## Task goal
Write out the rows again, starting with the line that contains "Annotate each gray" and going on through the end of the rows, with the requests left unchanged. Offset every box coordinate in the answers by adding -119 to it.

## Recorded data

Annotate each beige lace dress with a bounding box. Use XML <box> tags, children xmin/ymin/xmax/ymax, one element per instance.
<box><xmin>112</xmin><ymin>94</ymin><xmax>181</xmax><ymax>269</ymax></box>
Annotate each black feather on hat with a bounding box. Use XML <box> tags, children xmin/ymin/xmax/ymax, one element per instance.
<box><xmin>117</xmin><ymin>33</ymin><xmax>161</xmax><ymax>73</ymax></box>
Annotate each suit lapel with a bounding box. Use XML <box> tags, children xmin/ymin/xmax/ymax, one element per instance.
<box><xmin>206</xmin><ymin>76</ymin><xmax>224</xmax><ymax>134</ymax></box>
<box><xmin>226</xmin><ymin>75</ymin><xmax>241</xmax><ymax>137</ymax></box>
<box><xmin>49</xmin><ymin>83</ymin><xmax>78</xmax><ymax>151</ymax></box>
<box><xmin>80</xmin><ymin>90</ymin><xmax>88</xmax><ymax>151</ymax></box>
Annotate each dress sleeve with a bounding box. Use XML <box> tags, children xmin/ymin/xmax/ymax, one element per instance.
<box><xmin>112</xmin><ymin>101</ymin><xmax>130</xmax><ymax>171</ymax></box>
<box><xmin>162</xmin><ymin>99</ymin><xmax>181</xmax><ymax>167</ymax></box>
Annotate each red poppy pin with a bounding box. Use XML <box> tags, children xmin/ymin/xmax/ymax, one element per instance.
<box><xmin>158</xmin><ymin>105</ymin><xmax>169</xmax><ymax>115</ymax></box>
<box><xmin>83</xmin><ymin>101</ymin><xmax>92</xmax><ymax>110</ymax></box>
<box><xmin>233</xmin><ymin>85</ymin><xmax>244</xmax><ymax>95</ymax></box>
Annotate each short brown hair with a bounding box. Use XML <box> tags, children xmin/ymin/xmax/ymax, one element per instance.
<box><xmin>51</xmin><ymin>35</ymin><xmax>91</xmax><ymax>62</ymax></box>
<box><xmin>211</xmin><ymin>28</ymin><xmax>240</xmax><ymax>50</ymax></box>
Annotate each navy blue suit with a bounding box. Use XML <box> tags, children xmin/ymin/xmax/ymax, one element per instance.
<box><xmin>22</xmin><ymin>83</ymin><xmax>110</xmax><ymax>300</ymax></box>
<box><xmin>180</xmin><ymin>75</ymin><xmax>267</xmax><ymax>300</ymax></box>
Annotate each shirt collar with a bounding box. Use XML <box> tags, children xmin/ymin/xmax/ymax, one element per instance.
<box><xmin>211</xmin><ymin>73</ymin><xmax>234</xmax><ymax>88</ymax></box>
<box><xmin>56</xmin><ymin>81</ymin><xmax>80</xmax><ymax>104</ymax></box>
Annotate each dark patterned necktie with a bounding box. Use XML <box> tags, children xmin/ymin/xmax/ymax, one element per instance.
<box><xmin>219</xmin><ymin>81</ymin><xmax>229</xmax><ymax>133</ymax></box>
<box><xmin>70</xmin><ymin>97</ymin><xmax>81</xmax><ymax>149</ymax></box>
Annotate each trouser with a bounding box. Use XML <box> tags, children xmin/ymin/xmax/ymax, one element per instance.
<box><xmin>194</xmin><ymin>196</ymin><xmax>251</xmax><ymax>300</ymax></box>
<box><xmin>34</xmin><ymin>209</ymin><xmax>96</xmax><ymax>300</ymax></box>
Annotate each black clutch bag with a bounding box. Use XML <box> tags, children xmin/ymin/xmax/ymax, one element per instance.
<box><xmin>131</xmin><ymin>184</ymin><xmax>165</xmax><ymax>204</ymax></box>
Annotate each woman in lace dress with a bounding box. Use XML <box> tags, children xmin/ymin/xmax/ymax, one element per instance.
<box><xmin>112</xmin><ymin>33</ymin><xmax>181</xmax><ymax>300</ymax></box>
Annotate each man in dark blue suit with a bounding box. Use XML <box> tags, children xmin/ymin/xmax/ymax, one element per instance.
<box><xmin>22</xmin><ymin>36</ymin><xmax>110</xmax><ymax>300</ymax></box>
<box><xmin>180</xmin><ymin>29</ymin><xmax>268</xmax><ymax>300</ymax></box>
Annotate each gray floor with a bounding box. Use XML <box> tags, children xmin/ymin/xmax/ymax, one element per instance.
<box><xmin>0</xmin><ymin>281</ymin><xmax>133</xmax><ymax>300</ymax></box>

## Output for this task
Annotate each gray floor with a bounding box. Use XML <box> tags, children xmin/ymin/xmax/ymax, one element per instance.
<box><xmin>-119</xmin><ymin>162</ymin><xmax>14</xmax><ymax>181</ymax></box>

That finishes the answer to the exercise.